◆ Work instructions ◆
Set down the line that has "Where can you spot the tower window?" and each line beneath it, through the last line of the entries, exactly and with no others.

[Records drawn from a dataset]
<<<<
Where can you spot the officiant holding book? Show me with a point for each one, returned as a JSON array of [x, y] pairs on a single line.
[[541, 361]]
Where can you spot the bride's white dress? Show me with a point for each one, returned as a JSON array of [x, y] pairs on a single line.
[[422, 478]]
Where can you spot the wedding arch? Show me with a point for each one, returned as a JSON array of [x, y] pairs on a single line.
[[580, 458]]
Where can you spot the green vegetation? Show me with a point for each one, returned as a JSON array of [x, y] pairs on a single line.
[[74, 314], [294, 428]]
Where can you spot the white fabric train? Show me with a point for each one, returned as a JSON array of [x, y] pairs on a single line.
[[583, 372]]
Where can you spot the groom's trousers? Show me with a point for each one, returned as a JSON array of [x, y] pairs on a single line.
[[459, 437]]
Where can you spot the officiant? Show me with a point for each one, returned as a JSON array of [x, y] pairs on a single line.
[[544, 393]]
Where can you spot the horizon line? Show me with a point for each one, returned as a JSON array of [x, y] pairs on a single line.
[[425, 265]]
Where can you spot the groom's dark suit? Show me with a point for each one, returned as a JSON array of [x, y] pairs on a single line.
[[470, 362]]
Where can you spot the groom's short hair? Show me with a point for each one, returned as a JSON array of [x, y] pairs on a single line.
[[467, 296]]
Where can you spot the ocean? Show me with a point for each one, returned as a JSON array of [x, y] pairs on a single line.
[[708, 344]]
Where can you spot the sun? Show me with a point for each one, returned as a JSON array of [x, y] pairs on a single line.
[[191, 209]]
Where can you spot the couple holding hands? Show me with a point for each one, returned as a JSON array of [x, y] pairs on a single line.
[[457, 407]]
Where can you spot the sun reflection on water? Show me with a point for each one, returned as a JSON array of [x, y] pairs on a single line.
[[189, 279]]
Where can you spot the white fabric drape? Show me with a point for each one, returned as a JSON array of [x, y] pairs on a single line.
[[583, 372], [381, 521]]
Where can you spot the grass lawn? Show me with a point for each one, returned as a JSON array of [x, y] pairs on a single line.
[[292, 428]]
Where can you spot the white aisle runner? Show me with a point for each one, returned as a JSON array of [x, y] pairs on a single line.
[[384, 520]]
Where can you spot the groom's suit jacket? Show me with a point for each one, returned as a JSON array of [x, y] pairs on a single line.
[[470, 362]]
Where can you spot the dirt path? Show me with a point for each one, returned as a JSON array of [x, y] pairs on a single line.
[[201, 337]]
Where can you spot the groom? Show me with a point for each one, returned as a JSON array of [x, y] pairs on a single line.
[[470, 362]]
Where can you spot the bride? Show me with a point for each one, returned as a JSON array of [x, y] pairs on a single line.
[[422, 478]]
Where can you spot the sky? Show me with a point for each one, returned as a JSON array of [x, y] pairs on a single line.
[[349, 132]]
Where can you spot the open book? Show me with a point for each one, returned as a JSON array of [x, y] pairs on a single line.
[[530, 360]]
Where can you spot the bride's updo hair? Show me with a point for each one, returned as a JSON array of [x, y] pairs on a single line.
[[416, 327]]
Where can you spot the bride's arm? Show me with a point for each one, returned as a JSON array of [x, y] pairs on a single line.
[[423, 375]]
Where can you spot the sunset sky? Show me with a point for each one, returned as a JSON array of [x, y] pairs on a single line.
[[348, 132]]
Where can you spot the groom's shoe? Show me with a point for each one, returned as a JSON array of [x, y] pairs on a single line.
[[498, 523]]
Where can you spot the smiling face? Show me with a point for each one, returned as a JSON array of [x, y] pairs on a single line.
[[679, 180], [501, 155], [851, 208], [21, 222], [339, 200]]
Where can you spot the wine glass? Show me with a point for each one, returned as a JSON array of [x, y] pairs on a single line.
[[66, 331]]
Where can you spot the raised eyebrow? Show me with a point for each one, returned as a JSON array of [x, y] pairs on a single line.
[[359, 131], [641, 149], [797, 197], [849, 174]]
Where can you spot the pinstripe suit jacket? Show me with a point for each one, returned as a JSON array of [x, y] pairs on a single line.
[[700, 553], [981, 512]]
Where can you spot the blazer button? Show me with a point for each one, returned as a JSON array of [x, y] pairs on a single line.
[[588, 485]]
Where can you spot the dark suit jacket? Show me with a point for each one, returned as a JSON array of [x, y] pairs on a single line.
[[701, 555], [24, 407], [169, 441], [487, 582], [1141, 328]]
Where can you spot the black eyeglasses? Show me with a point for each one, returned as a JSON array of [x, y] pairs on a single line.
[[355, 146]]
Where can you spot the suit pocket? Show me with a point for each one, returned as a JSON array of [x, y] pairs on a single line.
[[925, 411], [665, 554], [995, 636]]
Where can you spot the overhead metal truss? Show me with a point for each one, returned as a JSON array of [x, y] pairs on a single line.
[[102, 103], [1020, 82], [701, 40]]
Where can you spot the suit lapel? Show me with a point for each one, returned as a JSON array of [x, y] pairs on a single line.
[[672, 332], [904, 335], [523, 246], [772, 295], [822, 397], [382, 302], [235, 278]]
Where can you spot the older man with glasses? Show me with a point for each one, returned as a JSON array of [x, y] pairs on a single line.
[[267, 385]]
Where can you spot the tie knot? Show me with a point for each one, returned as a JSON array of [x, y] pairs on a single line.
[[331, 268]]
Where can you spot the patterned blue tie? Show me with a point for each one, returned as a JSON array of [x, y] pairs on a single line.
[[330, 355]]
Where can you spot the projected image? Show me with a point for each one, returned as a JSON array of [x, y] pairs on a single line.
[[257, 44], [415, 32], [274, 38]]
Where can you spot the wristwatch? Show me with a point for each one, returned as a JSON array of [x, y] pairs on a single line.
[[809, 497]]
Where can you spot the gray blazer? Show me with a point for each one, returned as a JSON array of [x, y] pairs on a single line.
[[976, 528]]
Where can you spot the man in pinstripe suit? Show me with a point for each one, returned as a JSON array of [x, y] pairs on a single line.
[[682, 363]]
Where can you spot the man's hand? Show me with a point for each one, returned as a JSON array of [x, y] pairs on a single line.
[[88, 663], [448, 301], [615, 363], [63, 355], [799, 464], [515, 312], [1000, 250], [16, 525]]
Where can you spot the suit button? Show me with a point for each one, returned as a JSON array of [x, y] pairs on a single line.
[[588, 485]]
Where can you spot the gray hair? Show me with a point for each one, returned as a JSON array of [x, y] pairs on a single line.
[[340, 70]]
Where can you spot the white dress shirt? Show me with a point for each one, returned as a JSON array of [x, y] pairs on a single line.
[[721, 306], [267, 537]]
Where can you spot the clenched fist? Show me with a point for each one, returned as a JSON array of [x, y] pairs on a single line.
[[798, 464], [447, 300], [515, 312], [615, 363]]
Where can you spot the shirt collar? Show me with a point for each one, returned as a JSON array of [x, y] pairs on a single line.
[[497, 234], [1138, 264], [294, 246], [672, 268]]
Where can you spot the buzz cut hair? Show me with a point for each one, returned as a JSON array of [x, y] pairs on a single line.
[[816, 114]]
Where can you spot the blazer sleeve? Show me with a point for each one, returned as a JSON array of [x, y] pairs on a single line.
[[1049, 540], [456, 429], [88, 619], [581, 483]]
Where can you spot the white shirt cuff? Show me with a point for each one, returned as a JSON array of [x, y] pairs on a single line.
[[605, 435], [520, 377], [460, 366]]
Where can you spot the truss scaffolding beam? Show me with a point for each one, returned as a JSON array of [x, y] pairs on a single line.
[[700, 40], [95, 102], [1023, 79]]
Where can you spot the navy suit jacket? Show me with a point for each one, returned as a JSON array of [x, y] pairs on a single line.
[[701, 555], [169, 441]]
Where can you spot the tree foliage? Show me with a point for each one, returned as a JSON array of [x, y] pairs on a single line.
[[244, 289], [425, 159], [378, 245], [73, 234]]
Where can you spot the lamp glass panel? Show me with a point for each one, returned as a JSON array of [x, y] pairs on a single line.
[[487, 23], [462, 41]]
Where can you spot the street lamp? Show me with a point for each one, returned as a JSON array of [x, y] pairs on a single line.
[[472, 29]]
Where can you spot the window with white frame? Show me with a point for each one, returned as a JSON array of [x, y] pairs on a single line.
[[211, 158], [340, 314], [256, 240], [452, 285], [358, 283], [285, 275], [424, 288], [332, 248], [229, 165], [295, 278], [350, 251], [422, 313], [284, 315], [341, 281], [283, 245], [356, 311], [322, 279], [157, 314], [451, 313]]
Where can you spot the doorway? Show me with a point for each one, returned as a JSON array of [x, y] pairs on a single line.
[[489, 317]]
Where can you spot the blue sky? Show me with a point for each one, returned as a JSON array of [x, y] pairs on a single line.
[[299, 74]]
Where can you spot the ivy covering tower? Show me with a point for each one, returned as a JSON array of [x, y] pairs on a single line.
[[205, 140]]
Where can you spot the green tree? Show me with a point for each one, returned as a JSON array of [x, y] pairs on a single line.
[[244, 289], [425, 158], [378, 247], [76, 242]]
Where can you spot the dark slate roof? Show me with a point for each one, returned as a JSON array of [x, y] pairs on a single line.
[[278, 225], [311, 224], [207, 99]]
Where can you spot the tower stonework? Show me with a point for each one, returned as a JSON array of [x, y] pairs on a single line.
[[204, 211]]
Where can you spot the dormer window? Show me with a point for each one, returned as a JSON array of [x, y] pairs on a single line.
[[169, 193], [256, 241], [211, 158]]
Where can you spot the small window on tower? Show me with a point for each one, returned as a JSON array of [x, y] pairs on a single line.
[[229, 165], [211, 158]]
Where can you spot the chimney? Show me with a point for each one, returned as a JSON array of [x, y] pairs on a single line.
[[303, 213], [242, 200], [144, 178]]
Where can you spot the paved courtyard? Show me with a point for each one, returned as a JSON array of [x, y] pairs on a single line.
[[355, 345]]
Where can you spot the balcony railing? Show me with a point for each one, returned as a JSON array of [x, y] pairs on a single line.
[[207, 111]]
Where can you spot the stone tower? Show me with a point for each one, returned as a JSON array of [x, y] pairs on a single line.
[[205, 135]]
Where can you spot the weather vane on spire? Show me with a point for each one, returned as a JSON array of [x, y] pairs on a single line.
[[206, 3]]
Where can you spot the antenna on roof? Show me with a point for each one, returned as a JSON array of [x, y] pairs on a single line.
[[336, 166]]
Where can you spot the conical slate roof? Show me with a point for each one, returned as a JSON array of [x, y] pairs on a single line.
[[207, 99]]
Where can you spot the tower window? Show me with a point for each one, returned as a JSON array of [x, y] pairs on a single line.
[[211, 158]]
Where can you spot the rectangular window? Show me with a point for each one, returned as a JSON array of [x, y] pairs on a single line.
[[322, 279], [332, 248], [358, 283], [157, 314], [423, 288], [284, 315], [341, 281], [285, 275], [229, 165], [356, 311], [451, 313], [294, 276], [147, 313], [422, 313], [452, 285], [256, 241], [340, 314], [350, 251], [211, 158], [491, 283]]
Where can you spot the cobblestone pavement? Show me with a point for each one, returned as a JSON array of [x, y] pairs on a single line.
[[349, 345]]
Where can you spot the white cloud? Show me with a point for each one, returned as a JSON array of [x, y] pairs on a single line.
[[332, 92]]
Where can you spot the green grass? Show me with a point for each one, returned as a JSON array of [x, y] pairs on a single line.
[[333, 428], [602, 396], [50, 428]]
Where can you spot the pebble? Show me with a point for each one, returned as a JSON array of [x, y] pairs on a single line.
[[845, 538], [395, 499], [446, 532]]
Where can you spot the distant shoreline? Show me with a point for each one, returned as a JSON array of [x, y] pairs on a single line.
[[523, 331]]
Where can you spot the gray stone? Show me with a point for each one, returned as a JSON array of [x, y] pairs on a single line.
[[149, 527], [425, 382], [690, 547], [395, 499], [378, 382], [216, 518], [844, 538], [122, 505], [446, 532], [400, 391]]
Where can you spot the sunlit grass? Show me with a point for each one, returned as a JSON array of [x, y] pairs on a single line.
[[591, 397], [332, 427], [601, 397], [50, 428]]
>>>>
◆ Task result ◆
Where can you spot the tower window? Show me with a point for each one, returned as a JSON array of [x, y] pairs on a single line.
[[211, 158]]
Where can you spot the rectangular window? Show me with a point for each one, returned as a JSON array of [x, y] pairs on a single line.
[[322, 279], [332, 248], [358, 283], [157, 314], [423, 288], [284, 315], [341, 281], [285, 275], [229, 165], [356, 311], [451, 313], [294, 276], [147, 313], [422, 313], [452, 285], [256, 241], [340, 314], [350, 251], [211, 158], [491, 283]]
Where can you spot the cobblestone pavement? Show me with a point for each one, returned as a JSON array of [x, y] pairs on a single line.
[[349, 345]]
Where can you spot the white cloud? Show me with a point for each one, returned as a JSON array of [x, y] pairs on a single line.
[[332, 92]]
Where can you spot the green grass? Show me with a point for each one, returned as a JSON array of [x, y] pairs on a single line.
[[333, 428], [602, 396], [50, 428]]
Where can you spot the pebble? Show me with a point for each one, returned as a JSON array of [x, y] pairs on a single line.
[[845, 538], [395, 499], [446, 532]]
Where can you spot the distant shoreline? Show me with a point for each one, returned as a JSON array of [x, y] pairs on a single line.
[[523, 331]]
Where can you spot the gray stone? Show me with a point for each one, returned as a JSON array of [x, y] pairs on a single line.
[[149, 527], [425, 382], [690, 547], [395, 499], [378, 382], [216, 518], [844, 538], [122, 505], [446, 532], [400, 391]]
Where can you spot the sunlit grass? Show me with a point for each one, returned as a JSON array of [x, y] pairs on a single line.
[[591, 397], [332, 427], [601, 397], [50, 428]]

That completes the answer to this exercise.